(EXERCISE TASK) Reproduce the entries below word for word, from the line containing "of the window" through the end of the entries.

━━━ PROVIDED RECORDS

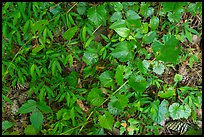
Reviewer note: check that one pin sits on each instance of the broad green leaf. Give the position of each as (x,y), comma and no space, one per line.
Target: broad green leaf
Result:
(90,57)
(27,107)
(30,130)
(119,101)
(178,112)
(69,34)
(138,83)
(106,121)
(163,112)
(171,49)
(95,96)
(123,51)
(106,78)
(158,67)
(178,77)
(43,107)
(119,74)
(167,94)
(140,66)
(123,32)
(72,78)
(97,14)
(154,23)
(149,38)
(36,120)
(81,7)
(117,6)
(6,125)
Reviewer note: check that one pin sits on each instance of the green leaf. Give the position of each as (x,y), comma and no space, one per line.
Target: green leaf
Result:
(6,125)
(119,74)
(72,78)
(163,112)
(178,112)
(119,101)
(158,67)
(81,7)
(123,32)
(43,107)
(95,96)
(154,23)
(124,51)
(97,14)
(118,24)
(69,34)
(149,38)
(36,120)
(106,78)
(138,83)
(30,130)
(171,49)
(167,94)
(178,77)
(27,107)
(117,6)
(106,121)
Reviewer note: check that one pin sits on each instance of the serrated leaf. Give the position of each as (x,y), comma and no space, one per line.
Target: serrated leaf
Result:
(6,125)
(163,112)
(119,74)
(97,14)
(154,23)
(158,67)
(27,107)
(69,34)
(167,94)
(29,130)
(106,121)
(138,83)
(43,107)
(123,51)
(178,112)
(106,78)
(171,49)
(72,78)
(123,32)
(36,120)
(95,96)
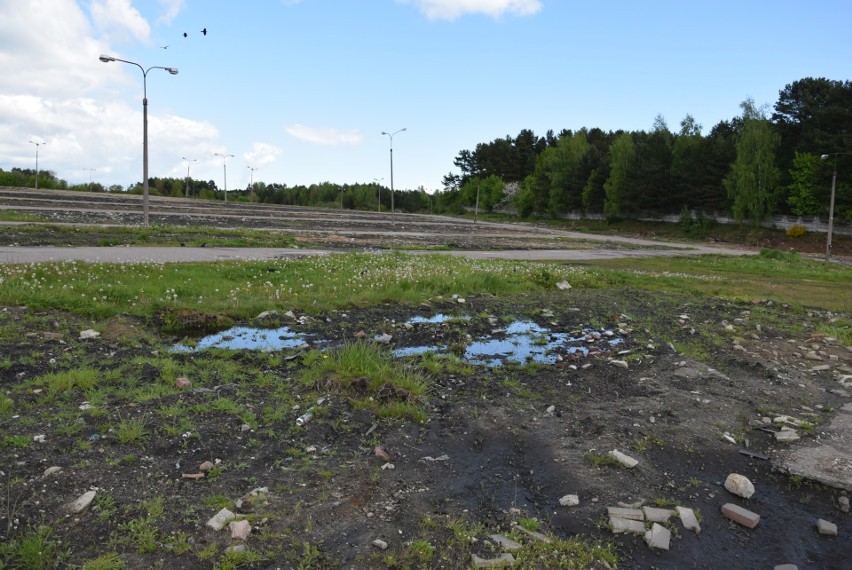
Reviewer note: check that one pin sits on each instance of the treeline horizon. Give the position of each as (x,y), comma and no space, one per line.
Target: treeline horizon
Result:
(751,167)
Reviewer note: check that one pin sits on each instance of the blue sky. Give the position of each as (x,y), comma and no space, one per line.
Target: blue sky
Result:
(301,90)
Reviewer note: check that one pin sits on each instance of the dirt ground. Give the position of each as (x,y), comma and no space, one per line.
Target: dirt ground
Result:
(501,444)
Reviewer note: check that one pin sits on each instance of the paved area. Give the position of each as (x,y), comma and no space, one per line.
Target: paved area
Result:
(206,254)
(829,460)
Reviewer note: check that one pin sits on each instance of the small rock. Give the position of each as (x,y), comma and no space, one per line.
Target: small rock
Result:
(80,504)
(625,460)
(505,543)
(219,519)
(626,525)
(739,485)
(240,529)
(505,559)
(786,435)
(688,519)
(658,537)
(569,501)
(740,515)
(826,528)
(657,515)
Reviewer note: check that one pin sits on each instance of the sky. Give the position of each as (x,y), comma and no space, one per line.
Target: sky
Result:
(300,91)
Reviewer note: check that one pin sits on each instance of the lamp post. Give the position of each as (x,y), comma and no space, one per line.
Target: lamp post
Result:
(251,176)
(390,136)
(188,162)
(378,181)
(37,145)
(831,202)
(225,170)
(173,71)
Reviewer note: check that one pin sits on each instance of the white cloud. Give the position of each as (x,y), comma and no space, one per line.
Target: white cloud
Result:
(453,9)
(261,154)
(325,136)
(119,21)
(171,8)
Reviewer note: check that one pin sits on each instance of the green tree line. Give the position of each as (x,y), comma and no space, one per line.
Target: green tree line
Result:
(751,166)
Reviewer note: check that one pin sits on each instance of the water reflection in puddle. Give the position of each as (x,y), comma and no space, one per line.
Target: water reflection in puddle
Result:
(520,342)
(248,338)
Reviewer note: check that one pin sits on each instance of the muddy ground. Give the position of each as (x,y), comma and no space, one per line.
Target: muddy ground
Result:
(500,445)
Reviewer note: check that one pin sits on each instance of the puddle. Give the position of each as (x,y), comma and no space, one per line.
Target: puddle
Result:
(520,342)
(248,338)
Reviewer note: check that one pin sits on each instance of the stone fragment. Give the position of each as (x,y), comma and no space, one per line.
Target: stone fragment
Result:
(502,561)
(826,528)
(569,501)
(80,503)
(739,485)
(625,460)
(740,515)
(658,537)
(620,525)
(786,435)
(240,529)
(534,534)
(653,514)
(688,519)
(626,513)
(219,519)
(505,543)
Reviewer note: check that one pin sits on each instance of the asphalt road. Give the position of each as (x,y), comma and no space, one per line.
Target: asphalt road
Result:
(38,254)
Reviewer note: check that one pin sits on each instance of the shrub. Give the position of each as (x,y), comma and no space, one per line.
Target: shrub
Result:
(796,231)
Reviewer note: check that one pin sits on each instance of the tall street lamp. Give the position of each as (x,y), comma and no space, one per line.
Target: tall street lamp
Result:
(188,162)
(251,176)
(390,136)
(173,71)
(831,203)
(225,158)
(37,145)
(379,193)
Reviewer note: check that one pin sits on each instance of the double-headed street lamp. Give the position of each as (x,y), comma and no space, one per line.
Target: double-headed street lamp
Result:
(390,136)
(37,145)
(173,71)
(831,203)
(188,162)
(225,158)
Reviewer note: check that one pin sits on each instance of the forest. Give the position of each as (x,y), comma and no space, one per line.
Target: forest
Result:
(766,161)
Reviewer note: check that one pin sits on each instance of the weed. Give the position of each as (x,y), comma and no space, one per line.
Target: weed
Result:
(35,549)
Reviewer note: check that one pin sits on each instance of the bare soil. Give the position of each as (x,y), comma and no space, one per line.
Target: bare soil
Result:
(500,445)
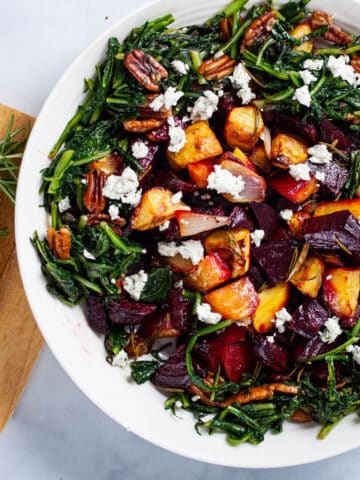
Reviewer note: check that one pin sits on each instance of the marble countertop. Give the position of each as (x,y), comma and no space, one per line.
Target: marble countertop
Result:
(56,433)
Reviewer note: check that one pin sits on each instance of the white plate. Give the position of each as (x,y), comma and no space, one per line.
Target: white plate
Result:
(80,352)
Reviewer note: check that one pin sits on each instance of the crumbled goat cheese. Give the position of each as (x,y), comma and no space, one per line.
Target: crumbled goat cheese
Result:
(113,212)
(340,68)
(281,318)
(302,95)
(332,330)
(320,176)
(176,197)
(204,313)
(300,171)
(139,149)
(121,359)
(123,187)
(177,136)
(224,181)
(191,249)
(286,214)
(134,284)
(167,99)
(164,226)
(257,236)
(205,106)
(88,255)
(310,64)
(64,205)
(319,154)
(180,67)
(240,80)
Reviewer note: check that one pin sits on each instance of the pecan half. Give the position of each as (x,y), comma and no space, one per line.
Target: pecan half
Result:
(334,34)
(259,29)
(213,69)
(93,199)
(60,242)
(142,126)
(146,69)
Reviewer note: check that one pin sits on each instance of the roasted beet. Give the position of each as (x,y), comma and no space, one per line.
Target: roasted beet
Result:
(270,353)
(125,312)
(96,314)
(266,217)
(328,232)
(240,219)
(274,260)
(308,318)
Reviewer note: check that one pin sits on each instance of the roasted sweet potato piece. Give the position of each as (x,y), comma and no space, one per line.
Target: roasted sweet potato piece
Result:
(156,207)
(211,272)
(243,127)
(233,246)
(308,279)
(237,300)
(341,287)
(201,143)
(271,300)
(287,150)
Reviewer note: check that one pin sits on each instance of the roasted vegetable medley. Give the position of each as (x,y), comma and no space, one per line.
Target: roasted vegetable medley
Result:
(204,208)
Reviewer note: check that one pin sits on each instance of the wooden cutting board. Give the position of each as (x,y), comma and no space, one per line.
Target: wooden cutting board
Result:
(20,339)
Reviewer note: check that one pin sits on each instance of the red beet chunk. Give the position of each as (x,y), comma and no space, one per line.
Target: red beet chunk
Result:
(130,313)
(322,232)
(266,217)
(96,314)
(270,354)
(274,260)
(308,318)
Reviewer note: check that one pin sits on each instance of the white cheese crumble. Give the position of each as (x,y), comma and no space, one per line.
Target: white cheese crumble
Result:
(310,64)
(332,330)
(240,80)
(64,205)
(205,106)
(180,67)
(307,77)
(88,255)
(206,315)
(301,171)
(139,149)
(286,214)
(134,284)
(302,95)
(319,154)
(177,136)
(223,181)
(121,359)
(123,187)
(257,237)
(281,318)
(167,99)
(164,226)
(113,211)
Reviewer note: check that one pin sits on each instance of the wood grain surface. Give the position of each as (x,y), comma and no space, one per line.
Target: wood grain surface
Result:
(20,338)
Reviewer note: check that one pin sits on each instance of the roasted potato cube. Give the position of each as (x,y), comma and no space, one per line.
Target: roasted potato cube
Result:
(299,32)
(341,287)
(233,246)
(308,279)
(243,127)
(236,301)
(156,207)
(271,300)
(287,150)
(201,143)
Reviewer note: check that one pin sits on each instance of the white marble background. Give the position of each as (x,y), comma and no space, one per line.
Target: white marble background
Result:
(56,432)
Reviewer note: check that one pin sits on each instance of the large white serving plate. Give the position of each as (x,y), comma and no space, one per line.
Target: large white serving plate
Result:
(80,352)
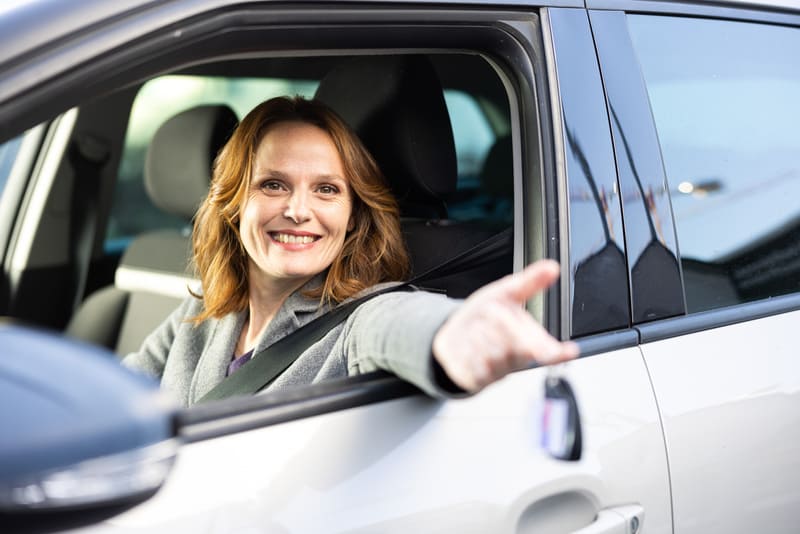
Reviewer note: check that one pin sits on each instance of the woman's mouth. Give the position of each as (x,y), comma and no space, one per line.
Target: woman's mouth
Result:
(293,239)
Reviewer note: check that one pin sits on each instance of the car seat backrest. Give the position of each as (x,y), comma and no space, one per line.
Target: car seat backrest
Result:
(396,105)
(153,275)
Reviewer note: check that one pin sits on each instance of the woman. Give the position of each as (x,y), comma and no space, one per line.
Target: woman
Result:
(297,220)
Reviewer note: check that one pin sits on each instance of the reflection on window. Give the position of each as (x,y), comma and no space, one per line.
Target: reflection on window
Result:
(725,100)
(157,101)
(8,154)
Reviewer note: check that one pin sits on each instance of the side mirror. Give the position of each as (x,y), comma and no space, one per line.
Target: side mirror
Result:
(562,437)
(81,437)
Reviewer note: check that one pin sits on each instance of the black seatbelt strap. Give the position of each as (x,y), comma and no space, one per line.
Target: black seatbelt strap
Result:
(87,156)
(270,362)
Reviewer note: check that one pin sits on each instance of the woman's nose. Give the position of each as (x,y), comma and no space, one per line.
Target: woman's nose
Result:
(297,208)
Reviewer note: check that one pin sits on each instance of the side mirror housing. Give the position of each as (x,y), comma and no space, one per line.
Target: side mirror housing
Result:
(81,435)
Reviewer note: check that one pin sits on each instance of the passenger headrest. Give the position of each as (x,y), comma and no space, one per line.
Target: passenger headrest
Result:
(180,157)
(396,106)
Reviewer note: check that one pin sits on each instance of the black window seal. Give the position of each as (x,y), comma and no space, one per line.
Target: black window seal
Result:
(723,10)
(716,318)
(230,416)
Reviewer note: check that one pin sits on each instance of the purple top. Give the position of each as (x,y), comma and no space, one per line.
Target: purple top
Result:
(238,362)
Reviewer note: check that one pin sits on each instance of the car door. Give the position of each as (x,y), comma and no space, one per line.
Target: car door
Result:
(723,100)
(370,453)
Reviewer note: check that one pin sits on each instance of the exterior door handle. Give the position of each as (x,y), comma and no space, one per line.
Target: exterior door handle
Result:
(625,519)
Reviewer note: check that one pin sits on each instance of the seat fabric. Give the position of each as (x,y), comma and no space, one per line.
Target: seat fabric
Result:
(396,105)
(153,275)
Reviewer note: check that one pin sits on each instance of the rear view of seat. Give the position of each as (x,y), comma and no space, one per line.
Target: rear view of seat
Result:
(153,274)
(396,105)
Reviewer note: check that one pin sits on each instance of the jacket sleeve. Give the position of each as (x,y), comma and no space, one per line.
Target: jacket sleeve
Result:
(152,356)
(394,332)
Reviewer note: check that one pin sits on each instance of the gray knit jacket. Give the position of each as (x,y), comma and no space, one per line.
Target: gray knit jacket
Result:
(393,332)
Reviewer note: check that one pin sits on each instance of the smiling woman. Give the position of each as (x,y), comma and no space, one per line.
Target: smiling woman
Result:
(299,219)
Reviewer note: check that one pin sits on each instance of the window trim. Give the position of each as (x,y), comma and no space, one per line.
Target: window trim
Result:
(719,317)
(753,11)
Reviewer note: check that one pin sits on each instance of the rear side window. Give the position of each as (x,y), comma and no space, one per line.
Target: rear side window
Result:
(724,96)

━━━━━━

(RESULT)
Reviewer note: check that one pin sits on each instance of the window trim. Give the position of each as (x,y), comma and no space, one per line.
Target: window trim
Result:
(719,317)
(753,11)
Reviewer note: check that one pin sits on each instance of the rear side window. Give the position of each as (x,y), comma and no space, one per line.
Target: rear side window
Result:
(724,96)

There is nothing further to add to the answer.